▶ _Task statement_: Copy every one of the entries below word for word, keeping each line as it appears. Leave the pictures out of your copy.

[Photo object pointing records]
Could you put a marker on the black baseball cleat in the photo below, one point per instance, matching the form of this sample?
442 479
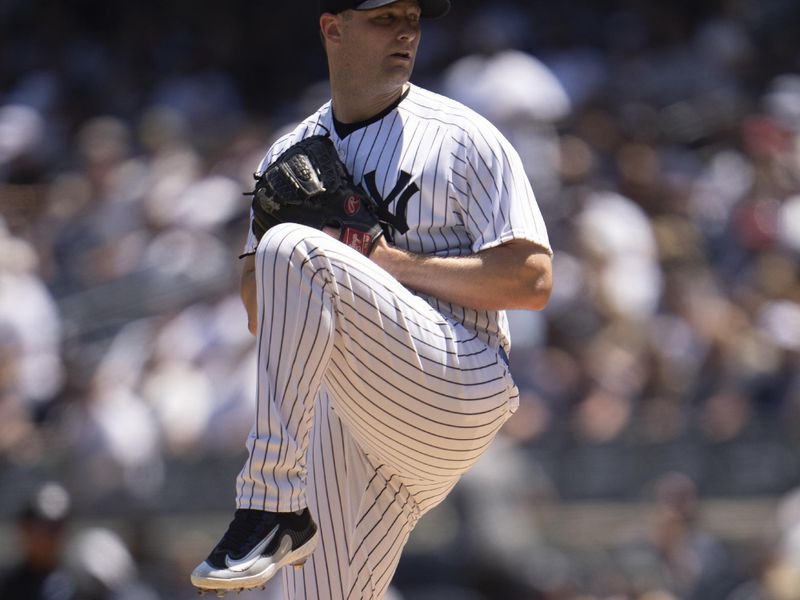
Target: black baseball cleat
256 545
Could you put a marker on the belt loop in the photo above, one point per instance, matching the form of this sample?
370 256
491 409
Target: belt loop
502 353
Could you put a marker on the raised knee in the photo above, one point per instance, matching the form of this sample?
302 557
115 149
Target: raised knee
285 237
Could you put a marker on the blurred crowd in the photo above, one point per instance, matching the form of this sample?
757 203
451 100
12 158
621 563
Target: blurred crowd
663 143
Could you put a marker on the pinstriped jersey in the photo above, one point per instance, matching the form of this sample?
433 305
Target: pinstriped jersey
443 171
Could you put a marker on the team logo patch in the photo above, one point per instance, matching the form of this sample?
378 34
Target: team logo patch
357 240
352 205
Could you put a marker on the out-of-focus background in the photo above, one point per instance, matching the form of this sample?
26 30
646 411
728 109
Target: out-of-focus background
656 451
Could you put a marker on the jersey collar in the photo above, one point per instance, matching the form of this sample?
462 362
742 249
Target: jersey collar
345 129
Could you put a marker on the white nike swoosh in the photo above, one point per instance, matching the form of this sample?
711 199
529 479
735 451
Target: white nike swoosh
250 559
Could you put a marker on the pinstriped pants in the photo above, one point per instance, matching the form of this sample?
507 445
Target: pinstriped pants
370 407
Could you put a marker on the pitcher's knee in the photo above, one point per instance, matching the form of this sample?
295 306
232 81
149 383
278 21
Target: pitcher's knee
287 238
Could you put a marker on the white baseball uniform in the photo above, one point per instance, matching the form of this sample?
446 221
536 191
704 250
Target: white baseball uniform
373 400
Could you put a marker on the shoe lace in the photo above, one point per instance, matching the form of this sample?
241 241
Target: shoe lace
246 528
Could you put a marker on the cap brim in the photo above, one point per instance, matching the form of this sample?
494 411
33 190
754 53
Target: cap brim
431 9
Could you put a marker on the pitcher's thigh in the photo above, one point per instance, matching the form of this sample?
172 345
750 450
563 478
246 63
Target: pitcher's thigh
364 520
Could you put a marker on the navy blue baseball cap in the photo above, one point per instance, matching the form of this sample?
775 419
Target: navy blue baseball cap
431 9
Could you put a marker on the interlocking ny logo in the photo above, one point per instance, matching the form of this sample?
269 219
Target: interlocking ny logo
402 192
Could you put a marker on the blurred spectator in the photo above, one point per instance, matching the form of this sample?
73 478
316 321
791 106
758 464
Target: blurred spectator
41 530
677 554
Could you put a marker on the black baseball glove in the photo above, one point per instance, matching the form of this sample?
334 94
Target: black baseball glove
309 184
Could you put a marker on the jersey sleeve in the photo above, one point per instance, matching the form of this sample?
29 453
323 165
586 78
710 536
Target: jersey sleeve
497 203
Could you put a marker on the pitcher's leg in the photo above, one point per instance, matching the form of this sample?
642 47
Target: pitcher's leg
294 338
417 392
364 519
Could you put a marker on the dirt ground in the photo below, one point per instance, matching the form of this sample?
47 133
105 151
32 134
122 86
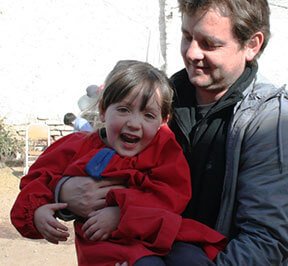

▶ _Result of this task_:
Could you put a marker on the black baseball cleat in the photo below, one point per instance, matching the form of this sample?
442 479
Target: black baseball cleat
256 545
Could you put a marker on the belt loop in the photo above, one point per instance, matching the form of this sample?
370 256
491 409
Target: belt loop
502 353
Could you put a marker on the raised knee in the photo above, one point per instance, matching the form of this sample?
302 557
115 149
Target: raised knee
285 237
Could you put a marker on the blurred crowd in the photo above, one point per instance, matching the form of this sample?
757 203
451 100
12 158
621 563
Target: blurred crowd
663 143
Could you put a marker on the pinstriped jersey in the photo above, one point per instance, matching the form of this sample?
433 305
Target: pinstriped jersey
443 171
Could you put a marker on the team logo patch in the photo above, one point per instance, matching the form of this sample?
378 34
Target: team logo patch
357 240
352 205
Could you put a marker on the out-of-focus background in the photo above, one point per instance, matching the form of this sample?
26 30
646 411
728 109
Target: out-of-focus background
656 451
Could you put a marker on the jersey collar in the photo above, one point per instance, matching the form of this sample?
462 362
742 249
Target: jersey collar
345 129
Could you put a marker on the white nike swoosh in the photo above, one point per instance, matching the form of this sample?
711 199
529 479
735 451
Target: white nike swoosh
250 559
Could you put a marker on the pinstriped pants in the photo above, one point per instance, matching the form of this sample?
507 445
Target: pinstriped pants
370 407
Could you put a marker on the pitcher's knee in the photo above, one point per instance, matching the form of this sample?
295 306
232 81
149 383
278 21
Target: pitcher's knee
287 238
Could you put a marker on the white baseball uniform in the photo above, one point per instance, matching the form of this sample?
446 221
536 191
704 250
Target: white baseball uniform
373 400
Could you put a marker on the shoe lace in the photo above, one point per instance, matching the form of this sample?
241 241
Target: shoe lace
246 528
Could you put a marker on the cap brim in the photo above, one point per instance, matching the form of this sample?
494 411
33 190
754 53
Target: cap brim
431 9
Could you put a marker on the pitcher's thigh in the photo above, one point per instance, matching the form of this sample?
172 345
750 450
563 478
246 63
Target: pitcher's thigh
364 520
Could you put a marker on the navy blue baseball cap in the photo above, one point per instance, matching the form of this sample?
775 419
Target: navy blue baseball cap
431 9
Could you put a marker on the interlocking ny logo in the photo above, one point per instance, matching the form of this sample?
269 219
Target: interlocking ny logo
402 192
Could you put a marker on the blurred spectator in the photo above, one point per instance, matching the form of this sample?
73 478
316 321
791 106
758 464
Target: blurred spectator
41 530
677 554
Could you put a marker on the black baseball glove in the photo above, one point per instance, matching the form of this sample?
334 94
Target: black baseball glove
309 184
Could you put a marker on the jersey sleeve in the photo above, one point per instance, matching the form of this sample?
29 453
323 165
586 78
710 536
Target: jersey sleeve
497 203
Could you put a marker on the pitcher's leg in the photo above, one point per instance, matching the form of this sample?
642 47
Target: pitcher's leg
294 338
417 392
364 519
Could you put a marker on the dirt ground in the photo below, one point per instance, matching the form of this sample?
47 133
105 151
32 134
122 86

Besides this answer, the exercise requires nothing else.